* Directions *
Reproduce exactly the lines below, starting with the line that contains "Where can you see the glass" and ending with the last line of the records, both included, and nothing else.
Top of Dataset content
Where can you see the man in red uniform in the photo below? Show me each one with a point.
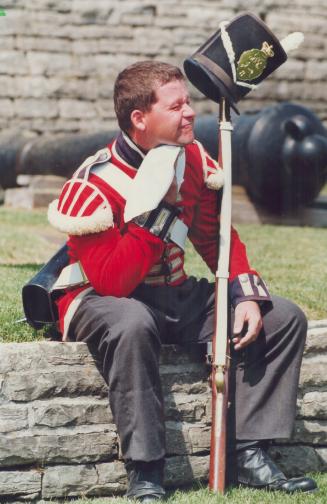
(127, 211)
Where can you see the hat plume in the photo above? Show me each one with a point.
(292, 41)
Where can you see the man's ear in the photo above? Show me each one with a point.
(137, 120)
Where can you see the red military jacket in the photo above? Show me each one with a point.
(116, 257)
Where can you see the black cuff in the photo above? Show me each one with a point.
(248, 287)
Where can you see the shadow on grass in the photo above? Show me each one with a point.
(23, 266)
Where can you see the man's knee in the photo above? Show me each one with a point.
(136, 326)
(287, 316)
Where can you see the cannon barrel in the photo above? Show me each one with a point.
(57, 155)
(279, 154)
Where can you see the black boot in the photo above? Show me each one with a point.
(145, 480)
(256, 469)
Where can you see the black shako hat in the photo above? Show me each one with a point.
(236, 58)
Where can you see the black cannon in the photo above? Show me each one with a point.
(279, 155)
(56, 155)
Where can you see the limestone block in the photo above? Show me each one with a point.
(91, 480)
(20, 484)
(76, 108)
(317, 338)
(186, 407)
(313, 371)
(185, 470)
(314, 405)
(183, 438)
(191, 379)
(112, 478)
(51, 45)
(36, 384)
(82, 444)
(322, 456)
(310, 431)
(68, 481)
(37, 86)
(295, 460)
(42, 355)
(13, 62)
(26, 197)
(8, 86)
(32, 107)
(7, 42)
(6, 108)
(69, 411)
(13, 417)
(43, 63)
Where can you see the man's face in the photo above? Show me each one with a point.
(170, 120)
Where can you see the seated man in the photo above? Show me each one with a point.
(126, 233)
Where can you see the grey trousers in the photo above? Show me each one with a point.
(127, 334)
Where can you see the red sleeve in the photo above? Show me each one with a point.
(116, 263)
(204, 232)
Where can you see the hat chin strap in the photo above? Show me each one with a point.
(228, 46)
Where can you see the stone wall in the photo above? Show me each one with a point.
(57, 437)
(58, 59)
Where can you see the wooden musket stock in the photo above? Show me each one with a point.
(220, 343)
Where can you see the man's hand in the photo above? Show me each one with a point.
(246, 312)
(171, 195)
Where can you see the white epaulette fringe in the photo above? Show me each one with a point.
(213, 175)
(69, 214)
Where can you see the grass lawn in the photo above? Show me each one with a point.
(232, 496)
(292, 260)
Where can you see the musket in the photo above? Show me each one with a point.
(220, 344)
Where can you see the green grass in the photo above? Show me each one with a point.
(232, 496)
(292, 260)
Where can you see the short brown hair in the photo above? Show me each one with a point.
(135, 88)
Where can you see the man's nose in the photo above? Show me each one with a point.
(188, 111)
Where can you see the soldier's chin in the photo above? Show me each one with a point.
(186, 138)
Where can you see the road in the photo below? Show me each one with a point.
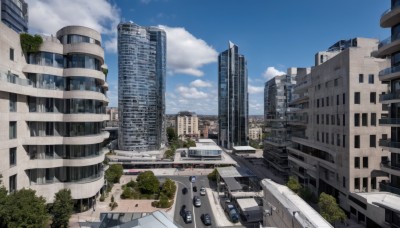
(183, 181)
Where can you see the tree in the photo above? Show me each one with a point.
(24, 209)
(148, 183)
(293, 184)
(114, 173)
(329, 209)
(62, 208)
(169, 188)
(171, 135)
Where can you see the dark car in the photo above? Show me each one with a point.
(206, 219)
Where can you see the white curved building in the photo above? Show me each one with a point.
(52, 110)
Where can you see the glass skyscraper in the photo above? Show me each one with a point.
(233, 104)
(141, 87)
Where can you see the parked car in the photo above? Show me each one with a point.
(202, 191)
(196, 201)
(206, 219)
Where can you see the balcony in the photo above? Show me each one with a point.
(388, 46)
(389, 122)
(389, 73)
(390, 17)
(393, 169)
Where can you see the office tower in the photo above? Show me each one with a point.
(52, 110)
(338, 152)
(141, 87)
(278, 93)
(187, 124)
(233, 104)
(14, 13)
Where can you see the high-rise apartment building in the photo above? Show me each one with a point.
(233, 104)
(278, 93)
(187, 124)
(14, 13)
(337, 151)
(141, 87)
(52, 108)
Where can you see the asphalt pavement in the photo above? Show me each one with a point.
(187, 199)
Bottom of Dataset content
* Response *
Where can you see the glass skyscraper in the photo above? Show me each one with a point.
(233, 104)
(141, 87)
Where can you see the parked car in the photo above? Show me each one with a point.
(202, 191)
(196, 201)
(206, 219)
Where can you see the balcony in the photo above? Show me each one with a point.
(388, 46)
(389, 122)
(389, 73)
(390, 17)
(393, 169)
Where can you see the office tower in the photo above? Show me each one with a point.
(52, 110)
(338, 152)
(141, 87)
(278, 93)
(187, 124)
(233, 104)
(14, 13)
Where can you see the high-rise apartment building in the photo above? Show me each one with a point.
(233, 104)
(278, 93)
(187, 124)
(14, 13)
(337, 151)
(141, 87)
(52, 108)
Where can you see the asphalt pavement in the photo above? Show me each one with a point.
(187, 199)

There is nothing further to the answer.